HOLGUIN, Cuba — Raul Castro said Sunday that the global economic crisis means tougher times ahead for Cuba, but the country has no one to blame but itself for poor farm production that leads to frequent shortages of fruits, vegetables and other basics.
In a speech marking Revolution Day, Cuba’s president said the island can’t pin all its problems on Washington’s 47-year-old trade embargo. He implored Cubans to take better advantage of a government program begun last year to turn unused state land over to private farmers.
“The land is there, here are the Cubans,” he said, pounding the podium. “Let’s see if we get to work or not, if we produce or not, if we keep our word.”
The line did not get much of a response from a crowd not thrilled about working under the island’s scorching tropical sun, but the 78-year-old Castro called agricultural production Cuba’s top priority and a matter of national security.
“It is not a question of yelling ‘Fatherland or death! Down with imperialism! The blockade hurts us,’” he said, referring to U.S. sanctions begun in 1962. “The land is there waiting for our efforts.”
He made almost no other mention of the United States.
Three years since the last time his 82-year-old brother Fidel was seen in public, the younger Castro showed signs he is getting more comfortable with national addresses, opening with a joke about how whoever designed the stage failed to provide any shade for the speaker or the crowd. He later harpooned his own Agricultural Ministry, asking how previous Cuban generations managed to ever grow even a single mango tree if all state advisers do today is say there’s no money for reforestation.

──────────────────────────────

Retype the part of the Raul Castro speech article that opens with the words containing "Three years since" and closes with "money for reforestation.", keeping every word the same.

──────────────────────────────

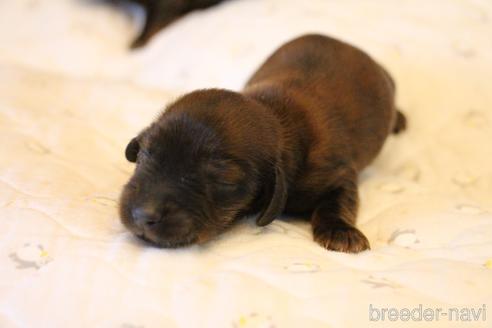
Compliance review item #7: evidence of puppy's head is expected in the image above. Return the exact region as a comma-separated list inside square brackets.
[120, 90, 286, 247]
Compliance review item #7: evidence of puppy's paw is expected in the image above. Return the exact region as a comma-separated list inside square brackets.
[313, 221, 371, 253]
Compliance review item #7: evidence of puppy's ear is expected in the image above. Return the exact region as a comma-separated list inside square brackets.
[256, 163, 287, 227]
[125, 137, 140, 163]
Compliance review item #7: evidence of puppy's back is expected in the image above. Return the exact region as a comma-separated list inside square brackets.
[246, 34, 395, 169]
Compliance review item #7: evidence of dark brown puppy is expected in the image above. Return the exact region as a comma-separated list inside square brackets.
[120, 35, 405, 252]
[124, 0, 230, 48]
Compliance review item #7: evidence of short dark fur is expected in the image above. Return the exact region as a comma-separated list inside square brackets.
[123, 0, 231, 48]
[120, 35, 406, 252]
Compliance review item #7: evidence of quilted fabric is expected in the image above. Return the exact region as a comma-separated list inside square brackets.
[0, 0, 492, 328]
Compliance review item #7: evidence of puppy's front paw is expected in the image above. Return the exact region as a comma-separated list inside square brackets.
[313, 221, 371, 253]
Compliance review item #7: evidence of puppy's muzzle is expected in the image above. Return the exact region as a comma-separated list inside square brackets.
[132, 205, 164, 230]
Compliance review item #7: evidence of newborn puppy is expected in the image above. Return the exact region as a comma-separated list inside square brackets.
[120, 35, 405, 253]
[126, 0, 230, 48]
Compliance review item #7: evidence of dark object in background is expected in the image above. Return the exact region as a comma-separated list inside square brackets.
[125, 0, 229, 48]
[120, 35, 406, 253]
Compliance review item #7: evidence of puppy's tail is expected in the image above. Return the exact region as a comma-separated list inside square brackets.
[393, 110, 407, 134]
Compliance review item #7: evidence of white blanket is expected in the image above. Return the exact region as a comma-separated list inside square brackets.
[0, 0, 492, 328]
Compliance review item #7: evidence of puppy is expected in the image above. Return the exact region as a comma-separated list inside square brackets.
[120, 35, 406, 253]
[123, 0, 231, 49]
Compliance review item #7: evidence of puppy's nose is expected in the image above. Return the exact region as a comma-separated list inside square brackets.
[132, 205, 162, 228]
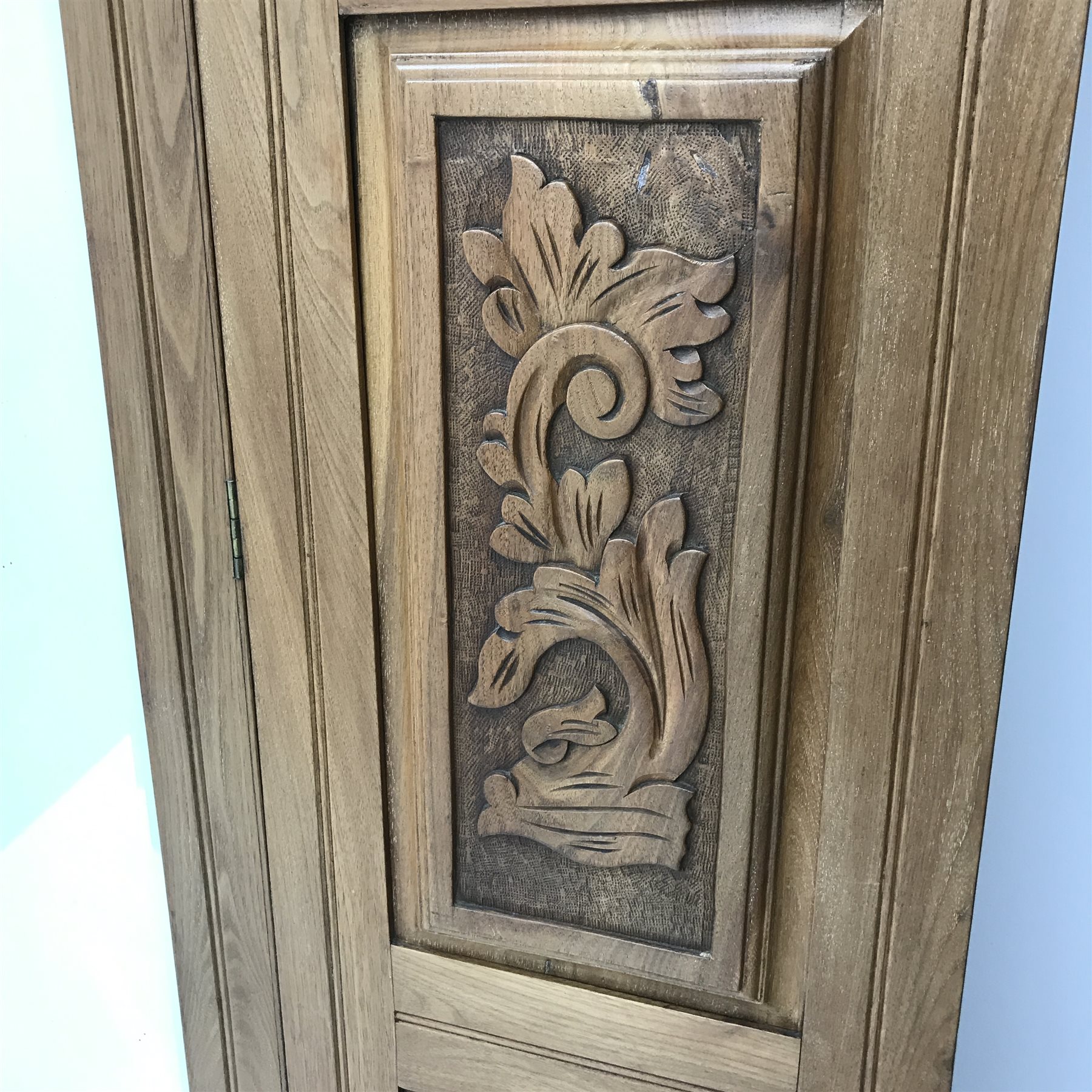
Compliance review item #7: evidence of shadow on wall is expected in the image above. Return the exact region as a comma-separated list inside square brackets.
[0, 2, 186, 1092]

──────────────────────────────

Solution to this exercise:
Three years since the last time his 82-year-old brother Fidel was seen in public, the younger Castro showed signs he is getting more comfortable with national addresses, opening with a joke about how whoever designed the stage failed to provide any shade for the speaker or the crowd. He later harpooned his own Agricultural Ministry, asking how previous Cuban generations managed to ever grow even a single mango tree if all state advisers do today is say there’s no money for reforestation.